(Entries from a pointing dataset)
◇ ◇ ◇ ◇

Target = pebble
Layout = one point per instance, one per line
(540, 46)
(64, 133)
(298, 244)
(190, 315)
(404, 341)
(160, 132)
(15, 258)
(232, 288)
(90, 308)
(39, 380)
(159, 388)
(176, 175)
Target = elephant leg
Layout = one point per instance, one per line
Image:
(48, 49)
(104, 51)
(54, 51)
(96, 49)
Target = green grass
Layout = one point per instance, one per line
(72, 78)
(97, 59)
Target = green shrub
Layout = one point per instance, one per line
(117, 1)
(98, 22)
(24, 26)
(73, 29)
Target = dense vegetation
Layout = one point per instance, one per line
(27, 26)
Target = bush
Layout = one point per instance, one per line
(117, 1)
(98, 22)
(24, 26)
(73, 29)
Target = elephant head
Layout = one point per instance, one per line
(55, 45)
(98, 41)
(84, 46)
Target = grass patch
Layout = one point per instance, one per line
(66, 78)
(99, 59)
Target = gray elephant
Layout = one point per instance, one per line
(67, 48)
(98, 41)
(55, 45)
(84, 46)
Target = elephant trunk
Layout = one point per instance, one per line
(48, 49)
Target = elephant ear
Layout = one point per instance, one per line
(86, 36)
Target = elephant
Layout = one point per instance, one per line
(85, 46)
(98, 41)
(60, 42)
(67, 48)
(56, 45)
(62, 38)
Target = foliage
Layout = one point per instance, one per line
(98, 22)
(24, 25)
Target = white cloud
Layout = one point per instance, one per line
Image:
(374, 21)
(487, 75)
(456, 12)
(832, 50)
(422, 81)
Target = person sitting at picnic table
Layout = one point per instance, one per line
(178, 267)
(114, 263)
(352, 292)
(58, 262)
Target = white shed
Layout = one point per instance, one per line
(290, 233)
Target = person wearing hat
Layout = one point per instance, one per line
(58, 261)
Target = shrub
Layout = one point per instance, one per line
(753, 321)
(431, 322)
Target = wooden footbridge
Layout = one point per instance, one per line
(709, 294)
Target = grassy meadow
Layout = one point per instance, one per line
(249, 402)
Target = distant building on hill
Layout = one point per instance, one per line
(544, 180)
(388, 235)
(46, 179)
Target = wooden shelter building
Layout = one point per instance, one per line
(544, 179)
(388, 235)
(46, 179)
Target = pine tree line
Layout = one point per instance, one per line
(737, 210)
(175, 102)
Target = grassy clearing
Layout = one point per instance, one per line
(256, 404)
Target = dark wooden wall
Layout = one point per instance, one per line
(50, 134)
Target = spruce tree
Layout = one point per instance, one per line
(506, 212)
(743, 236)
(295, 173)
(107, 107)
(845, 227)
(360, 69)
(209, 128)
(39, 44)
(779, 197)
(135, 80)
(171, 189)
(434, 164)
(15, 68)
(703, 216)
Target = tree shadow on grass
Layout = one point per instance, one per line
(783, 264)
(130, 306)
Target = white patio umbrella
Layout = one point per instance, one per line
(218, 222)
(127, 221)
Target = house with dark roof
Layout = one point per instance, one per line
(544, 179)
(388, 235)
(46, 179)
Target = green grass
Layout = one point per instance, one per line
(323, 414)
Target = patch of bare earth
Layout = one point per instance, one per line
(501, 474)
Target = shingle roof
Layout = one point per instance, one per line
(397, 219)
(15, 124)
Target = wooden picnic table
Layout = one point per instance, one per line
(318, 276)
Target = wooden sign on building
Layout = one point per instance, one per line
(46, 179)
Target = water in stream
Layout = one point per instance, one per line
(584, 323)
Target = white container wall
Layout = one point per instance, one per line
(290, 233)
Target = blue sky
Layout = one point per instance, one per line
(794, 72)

◇ ◇ ◇ ◇

Task instructions: Turn the records above into a two-column CSV with the headers input and output, one row per record. Put each record's text under input and its answer under output, each in a single quoted field, with any line breaks replaced by spaces.

Output below:
input,output
"Target = pebble Layout = one point per instance, one per line","(540, 46) (64, 133) (298, 244) (190, 315) (404, 341) (160, 132) (15, 258) (232, 288) (90, 308) (39, 380) (159, 388) (176, 175)"
"Target = elephant leg Layout = one point per instance, one per line Image:","(48, 49) (104, 51) (54, 51) (96, 49)"
"Target = green grass Layout = one point per instance, one per line","(72, 78) (97, 59)"
"Target = green shrub Layout = one point per instance, one per line","(117, 1) (98, 22) (24, 26) (73, 29)"
"Target = dense vegetation Layout = one point per instance, one per line","(27, 26)"
"Target = bush Layout = one point per instance, one per line","(117, 1) (98, 22) (24, 26) (73, 29)"
"Target = elephant head Layout = one point per instance, one per line","(55, 45) (98, 41) (84, 46)"
"Target = grass patch Layout = one point per instance, one per line","(66, 78) (99, 59)"
"Target = gray elephant Layout = one point per instance, one per line","(67, 48) (98, 41) (55, 45) (84, 46)"
"Target = elephant trunk Layout = one point per instance, one per line","(48, 49)"
"Target = elephant ear Layout = one point per instance, one per line","(86, 36)"
"Target = elephant Layout = one point per instance, one per line","(85, 46) (98, 41) (60, 42) (67, 48) (56, 45) (62, 38)"
"Target = foliage Layout = one point per instance, one per line","(98, 22) (24, 25)"
"Target = white cloud Layout = one point per instance, one per line Image:","(374, 21) (487, 75) (456, 12) (832, 50) (422, 81)"
"Target = person sitting at picnic table Layout = one point per instance, one per line","(178, 267) (114, 263) (352, 292) (58, 262)"
"Target = white shed Layout = one point per instance, one per line","(290, 233)"
"Target = person wearing hat Layout = one point per instance, one per line","(58, 261)"
"Target = shrub Layout = one point per instance, one per line","(753, 321) (431, 322)"
"Target = wooden footbridge Layout = one point per instance, one per line","(709, 294)"
"Target = grassy meadow Layout = one point per instance, one per line","(249, 402)"
"Target = distant building on hill Layout = one point per instance, one per line","(544, 180) (388, 235) (46, 179)"
"Target = wooden shelter building Layout = one point per instance, one per line","(544, 179) (388, 235) (46, 179)"
"Target = pine tree line Layout = one point per instance, one per line","(737, 210) (175, 102)"
"Target = grassy clearing Layout = one point per instance, one per line","(256, 404)"
"Target = dark wooden wall Layout = one point per instance, one per line","(50, 134)"
"Target = spruce tree Layout = one point per instance, one per line","(506, 212) (743, 236) (295, 173) (107, 107) (845, 227) (360, 69) (209, 128) (39, 44) (779, 197) (135, 80) (171, 189) (434, 164) (15, 68) (703, 216)"
"Target = tree shadow on grass Layout = one point per instance, one per line","(783, 264) (130, 306)"
"Target = white patio umbrella Layout = one point per instance, one per line","(218, 222) (127, 221)"
"Target = house with dark roof Layout = one point per instance, one per line","(544, 179) (388, 235) (46, 179)"
"Target = green grass Layout = one point per instance, one per line","(323, 414)"
"Target = patch of bare earth Layout = one point per instance, one per line","(501, 474)"
"Target = shingle roof Layout = one point per instance, one per line","(397, 219) (15, 124)"
"Target = wooden picnic table Layout = one point per instance, one per line","(318, 276)"
"Target = wooden sign on building Layout = one point per instance, one per line","(46, 179)"
"Target = water in stream Layout = one point per instance, one per line","(584, 323)"
"Target = white container wall Layout = one point per instance, one per line","(290, 233)"
"Target = blue sky Layout = one point per instance, one per line","(794, 72)"